Stored data entries -
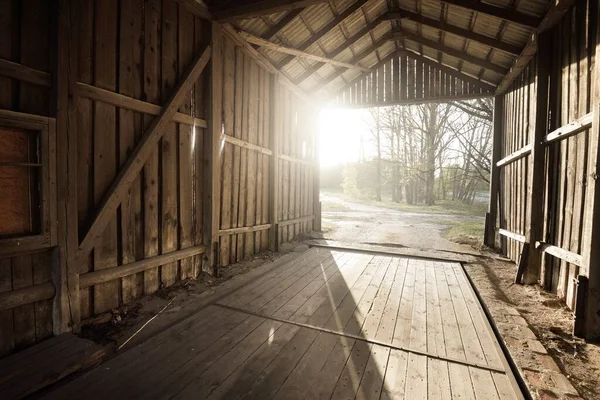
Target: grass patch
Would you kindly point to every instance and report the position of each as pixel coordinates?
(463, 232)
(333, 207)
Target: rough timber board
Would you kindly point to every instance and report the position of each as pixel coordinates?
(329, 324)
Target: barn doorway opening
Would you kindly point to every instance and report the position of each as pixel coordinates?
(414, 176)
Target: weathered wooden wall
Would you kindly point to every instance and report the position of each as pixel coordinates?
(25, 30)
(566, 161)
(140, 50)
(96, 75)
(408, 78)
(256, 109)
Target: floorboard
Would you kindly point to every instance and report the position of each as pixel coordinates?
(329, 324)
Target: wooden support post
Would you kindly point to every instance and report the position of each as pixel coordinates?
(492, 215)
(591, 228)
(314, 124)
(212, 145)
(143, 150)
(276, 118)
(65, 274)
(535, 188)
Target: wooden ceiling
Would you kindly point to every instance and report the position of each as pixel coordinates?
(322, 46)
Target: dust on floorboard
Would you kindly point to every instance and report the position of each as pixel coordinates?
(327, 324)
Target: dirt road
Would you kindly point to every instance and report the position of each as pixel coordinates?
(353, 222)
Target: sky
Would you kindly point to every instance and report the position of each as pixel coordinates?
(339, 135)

...

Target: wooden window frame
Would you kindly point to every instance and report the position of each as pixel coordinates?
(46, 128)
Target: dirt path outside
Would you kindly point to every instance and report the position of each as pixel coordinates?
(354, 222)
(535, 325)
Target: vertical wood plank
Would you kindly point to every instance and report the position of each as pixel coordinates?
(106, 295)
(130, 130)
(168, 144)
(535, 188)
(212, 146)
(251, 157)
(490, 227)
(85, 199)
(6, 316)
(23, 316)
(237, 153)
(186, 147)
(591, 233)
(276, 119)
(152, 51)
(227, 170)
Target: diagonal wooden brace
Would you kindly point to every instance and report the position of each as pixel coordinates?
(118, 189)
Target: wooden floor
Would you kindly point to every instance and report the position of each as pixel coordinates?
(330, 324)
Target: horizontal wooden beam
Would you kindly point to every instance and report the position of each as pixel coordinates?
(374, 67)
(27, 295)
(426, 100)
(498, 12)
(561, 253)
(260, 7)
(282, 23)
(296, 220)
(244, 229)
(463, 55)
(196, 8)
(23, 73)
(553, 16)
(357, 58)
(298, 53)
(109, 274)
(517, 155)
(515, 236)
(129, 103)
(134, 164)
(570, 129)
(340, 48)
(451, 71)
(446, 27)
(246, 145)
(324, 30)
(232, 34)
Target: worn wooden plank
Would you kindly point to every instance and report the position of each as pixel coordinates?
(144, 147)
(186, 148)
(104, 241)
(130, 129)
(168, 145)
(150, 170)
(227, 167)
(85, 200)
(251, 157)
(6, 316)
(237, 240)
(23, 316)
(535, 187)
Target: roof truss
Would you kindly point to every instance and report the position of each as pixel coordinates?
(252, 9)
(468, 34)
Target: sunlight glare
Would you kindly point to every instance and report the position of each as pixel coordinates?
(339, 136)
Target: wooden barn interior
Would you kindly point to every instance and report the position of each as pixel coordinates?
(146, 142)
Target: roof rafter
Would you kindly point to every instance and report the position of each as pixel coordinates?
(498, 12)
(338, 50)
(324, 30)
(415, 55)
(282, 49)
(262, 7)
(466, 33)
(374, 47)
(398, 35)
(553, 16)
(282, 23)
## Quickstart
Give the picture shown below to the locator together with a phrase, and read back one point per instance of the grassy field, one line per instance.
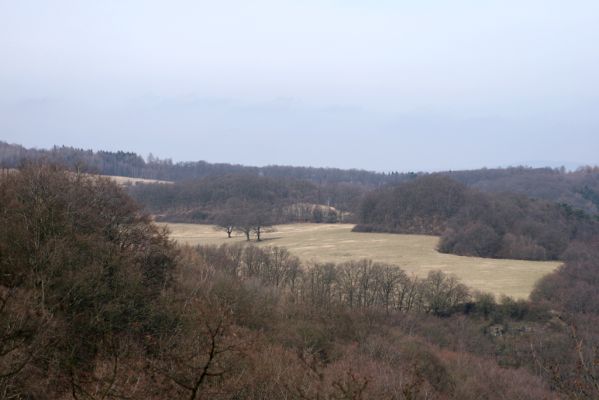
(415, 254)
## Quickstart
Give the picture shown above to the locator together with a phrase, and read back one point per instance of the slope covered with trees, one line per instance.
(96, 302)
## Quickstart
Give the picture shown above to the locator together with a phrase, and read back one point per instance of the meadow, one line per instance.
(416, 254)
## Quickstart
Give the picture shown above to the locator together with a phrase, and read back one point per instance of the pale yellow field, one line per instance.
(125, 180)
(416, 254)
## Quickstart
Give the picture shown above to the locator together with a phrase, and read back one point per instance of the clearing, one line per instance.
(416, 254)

* * *

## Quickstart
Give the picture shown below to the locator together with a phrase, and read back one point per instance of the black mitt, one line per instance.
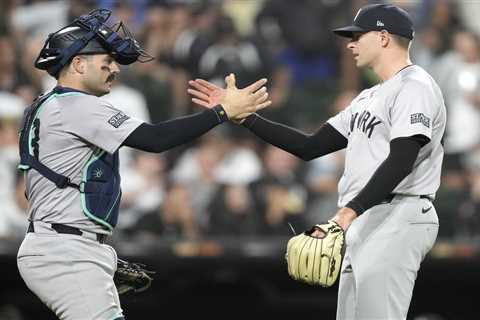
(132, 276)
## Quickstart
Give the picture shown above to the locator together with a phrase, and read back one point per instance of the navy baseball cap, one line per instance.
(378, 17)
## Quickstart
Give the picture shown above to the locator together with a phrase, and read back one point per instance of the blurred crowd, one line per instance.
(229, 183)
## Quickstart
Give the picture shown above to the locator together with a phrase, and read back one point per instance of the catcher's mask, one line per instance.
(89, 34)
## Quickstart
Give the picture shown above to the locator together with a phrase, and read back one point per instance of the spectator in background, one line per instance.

PROBLEM DESCRIPTION -
From the records above, extract exactly and only the lines that begin at the line with "Target: grass patch" and stop after the line with "Target: barn doorway opening".

OUTPUT OF THE EXERCISE -
Target: grass patch
Would you kindly point to every instance and report the position of each as pixel coordinates?
(463, 232)
(333, 207)
Target: rough timber board
Would you kindly point to every instance and report the position of each as pixel coordinates?
(329, 324)
Target: barn doorway opening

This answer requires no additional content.